--- What to produce ---
Your task is to give the listing below back word for word, pictures excluded.

--- --- ---

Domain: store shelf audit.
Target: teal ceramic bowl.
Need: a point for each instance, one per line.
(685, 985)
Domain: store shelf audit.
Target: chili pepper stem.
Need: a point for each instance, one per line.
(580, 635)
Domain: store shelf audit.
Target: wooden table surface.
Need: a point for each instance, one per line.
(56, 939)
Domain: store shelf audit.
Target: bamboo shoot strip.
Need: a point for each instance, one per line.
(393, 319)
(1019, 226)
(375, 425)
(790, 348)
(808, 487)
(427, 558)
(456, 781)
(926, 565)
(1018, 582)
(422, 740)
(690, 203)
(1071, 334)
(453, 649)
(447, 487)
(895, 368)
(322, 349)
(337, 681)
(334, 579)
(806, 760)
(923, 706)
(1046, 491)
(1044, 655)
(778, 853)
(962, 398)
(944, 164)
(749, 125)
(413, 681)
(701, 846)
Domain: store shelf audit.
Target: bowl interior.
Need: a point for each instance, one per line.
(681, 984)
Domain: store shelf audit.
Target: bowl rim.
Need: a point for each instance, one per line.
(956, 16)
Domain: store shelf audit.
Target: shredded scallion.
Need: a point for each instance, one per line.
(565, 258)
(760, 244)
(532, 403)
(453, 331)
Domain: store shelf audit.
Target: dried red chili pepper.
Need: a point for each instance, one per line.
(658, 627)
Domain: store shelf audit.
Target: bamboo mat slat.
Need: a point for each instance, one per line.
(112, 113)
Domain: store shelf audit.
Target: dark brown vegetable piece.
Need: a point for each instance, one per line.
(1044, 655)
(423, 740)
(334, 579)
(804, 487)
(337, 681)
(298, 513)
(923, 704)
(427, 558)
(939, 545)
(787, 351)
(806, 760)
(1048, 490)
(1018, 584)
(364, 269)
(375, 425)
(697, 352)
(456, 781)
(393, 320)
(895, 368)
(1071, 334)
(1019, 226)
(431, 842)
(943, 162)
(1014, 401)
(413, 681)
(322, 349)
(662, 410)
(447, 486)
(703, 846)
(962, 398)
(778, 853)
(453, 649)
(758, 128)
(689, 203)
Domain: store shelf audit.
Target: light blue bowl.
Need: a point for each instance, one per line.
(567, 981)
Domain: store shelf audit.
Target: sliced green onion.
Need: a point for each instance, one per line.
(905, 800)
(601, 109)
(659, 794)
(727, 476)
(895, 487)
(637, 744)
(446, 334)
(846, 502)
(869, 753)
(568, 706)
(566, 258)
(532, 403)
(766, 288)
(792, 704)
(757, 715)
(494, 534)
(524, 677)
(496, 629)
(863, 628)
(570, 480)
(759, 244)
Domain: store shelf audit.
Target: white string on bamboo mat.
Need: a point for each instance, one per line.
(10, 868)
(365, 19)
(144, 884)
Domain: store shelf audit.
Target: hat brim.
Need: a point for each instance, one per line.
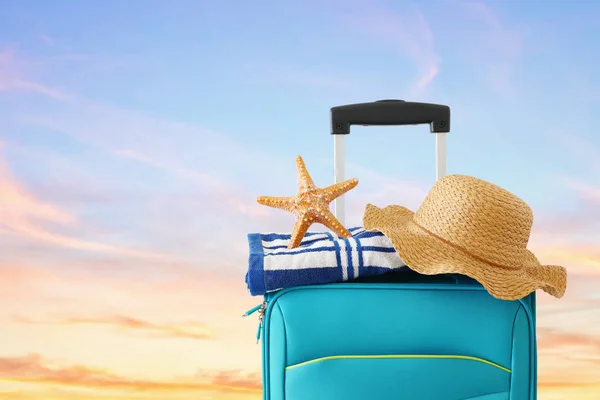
(428, 255)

--- --- ---

--- Task solution ---
Domain: store shelf audit.
Target: teal ceramic bowl.
Need: a point for each instance, one per line.
(685, 985)
Domain: store shelf audit.
Target: chili pepper stem.
Need: a point for each instance, one per line.
(580, 635)
Domain: store shelf audit.
Target: wooden table surface.
Need: a point for each instance, one per line.
(56, 939)
Domain: store shelf audit.
Target: bamboo shoot strip.
Need: a point for each instance, one per line.
(393, 319)
(1019, 226)
(375, 425)
(790, 348)
(808, 487)
(427, 558)
(456, 781)
(926, 565)
(1018, 582)
(422, 740)
(690, 203)
(1071, 334)
(453, 649)
(447, 487)
(895, 368)
(322, 349)
(337, 681)
(334, 579)
(806, 760)
(923, 706)
(1046, 491)
(1044, 655)
(778, 853)
(962, 398)
(944, 164)
(749, 125)
(413, 681)
(701, 846)
Domain: store shelf audit.
Target: bowl interior.
Need: a point for each instance, one per line.
(681, 984)
Domain: store shelf audit.
Target: bowl rim.
Need: a point for each instance, one per line.
(956, 16)
Domain: store shelf audit.
Target: shredded scallion.
Need: a point for each instance, one per line.
(565, 258)
(760, 244)
(532, 403)
(453, 331)
Domain: store shelf audit.
Target: dried red chili pepper.
Need: a point for each instance, one per line.
(658, 627)
Domain: store shelf audit.
Target: bamboo mat slat.
Need: a point for each instance, one per line.
(112, 113)
Domain: store shelf audit.
Target: dark brown vegetable piece.
Need: a point for each instance, one per line.
(1044, 655)
(423, 740)
(334, 579)
(804, 487)
(337, 681)
(298, 513)
(923, 704)
(427, 558)
(939, 545)
(787, 351)
(806, 760)
(1048, 490)
(1018, 584)
(364, 269)
(375, 425)
(697, 352)
(456, 781)
(393, 320)
(895, 368)
(1071, 334)
(1019, 226)
(431, 842)
(943, 162)
(1014, 401)
(413, 681)
(322, 349)
(662, 410)
(447, 486)
(703, 846)
(962, 398)
(778, 853)
(453, 649)
(758, 128)
(689, 203)
Domain: store shelf audit.
Target: light blue bowl.
Need: a point for each instance, one per line.
(567, 981)
Domain: store shelf audit.
Target: sliced green onion.
Need: a point for each instance, one per line.
(905, 800)
(601, 109)
(659, 794)
(727, 476)
(895, 487)
(637, 744)
(446, 334)
(846, 502)
(869, 753)
(568, 706)
(566, 258)
(532, 403)
(766, 288)
(792, 704)
(757, 715)
(494, 534)
(524, 677)
(496, 629)
(863, 628)
(570, 480)
(759, 244)
Domain: store shelf audit.
Target: white string on bamboo mat.
Need: a point for each instance, one per line.
(10, 868)
(365, 19)
(144, 884)
Domain: store shelf audit.
Target: hat brim.
Need: a point for each instance, one per line.
(428, 255)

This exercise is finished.